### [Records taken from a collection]
● ● ● ●

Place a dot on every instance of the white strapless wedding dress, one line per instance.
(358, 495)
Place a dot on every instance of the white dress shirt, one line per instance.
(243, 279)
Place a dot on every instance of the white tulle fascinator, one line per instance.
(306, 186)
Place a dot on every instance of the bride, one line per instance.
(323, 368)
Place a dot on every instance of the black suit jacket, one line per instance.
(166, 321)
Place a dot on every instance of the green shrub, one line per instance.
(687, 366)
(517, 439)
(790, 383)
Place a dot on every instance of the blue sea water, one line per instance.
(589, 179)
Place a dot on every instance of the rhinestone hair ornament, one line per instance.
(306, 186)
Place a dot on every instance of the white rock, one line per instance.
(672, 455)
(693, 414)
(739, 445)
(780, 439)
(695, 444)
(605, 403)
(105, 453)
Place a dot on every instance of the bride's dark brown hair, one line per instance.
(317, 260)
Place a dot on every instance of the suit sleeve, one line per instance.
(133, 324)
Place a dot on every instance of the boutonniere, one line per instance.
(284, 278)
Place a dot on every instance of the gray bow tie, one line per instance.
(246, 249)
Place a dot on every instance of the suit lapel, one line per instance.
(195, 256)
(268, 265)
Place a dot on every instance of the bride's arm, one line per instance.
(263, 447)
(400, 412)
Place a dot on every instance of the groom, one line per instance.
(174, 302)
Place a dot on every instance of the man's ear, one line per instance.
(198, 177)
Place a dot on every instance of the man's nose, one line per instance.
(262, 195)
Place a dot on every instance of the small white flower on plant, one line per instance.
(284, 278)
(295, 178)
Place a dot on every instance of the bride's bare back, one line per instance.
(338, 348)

● ● ● ●

### [Short task]
Write out all of the records above word for word, keeping every line as it stands.

### [Solution to this problem]
Place a dot on every instance of the white strapless wedding dress, one line per instance.
(358, 495)
Place a dot on every instance of the white dress shirt, one line per instance.
(243, 279)
Place a dot on every instance of the white tulle fascinator, one line per instance.
(306, 186)
Place a dot on every instance of the bride, one line per instance.
(323, 368)
Place a dot on every instance of the black suit jacket, one line per instance.
(166, 321)
Place a dot on every instance of the green shrub, one line per instance.
(687, 366)
(517, 439)
(790, 383)
Place a dot on every instance of the blue sea water, one line per instance.
(589, 179)
Place a dot on every instance of the rhinestone hair ornament, one line per instance.
(306, 186)
Place a dot on every instance of the white rock, one line per instance.
(672, 455)
(693, 414)
(739, 445)
(780, 439)
(695, 444)
(605, 403)
(105, 453)
Place a dot on every instance of the bride's dark brown hair, one line per instance.
(317, 260)
Place a dot on every instance of the suit sleeve, one line per instance.
(133, 324)
Place a dot on every instance of the boutonniere, one line per instance.
(284, 278)
Place a dot on every instance of the gray bow tie, one line per instance.
(246, 249)
Place a dot on every instance of the suit lapel, one line per instance.
(195, 256)
(268, 265)
Place a dot on every instance of the bride's arm, one line per instance.
(263, 447)
(400, 412)
Place a dot on every instance of the groom, one line per instance.
(174, 302)
Place a dot on every instance of the man's ear, one line per instance.
(198, 177)
Place a dot on every instance of the man's nose, one line per instance.
(262, 195)
Place a dot on every instance of the small white flower on plant, one line per instance.
(284, 278)
(295, 178)
Place a dot on every instance of the bride's bare back, one line per instance.
(338, 348)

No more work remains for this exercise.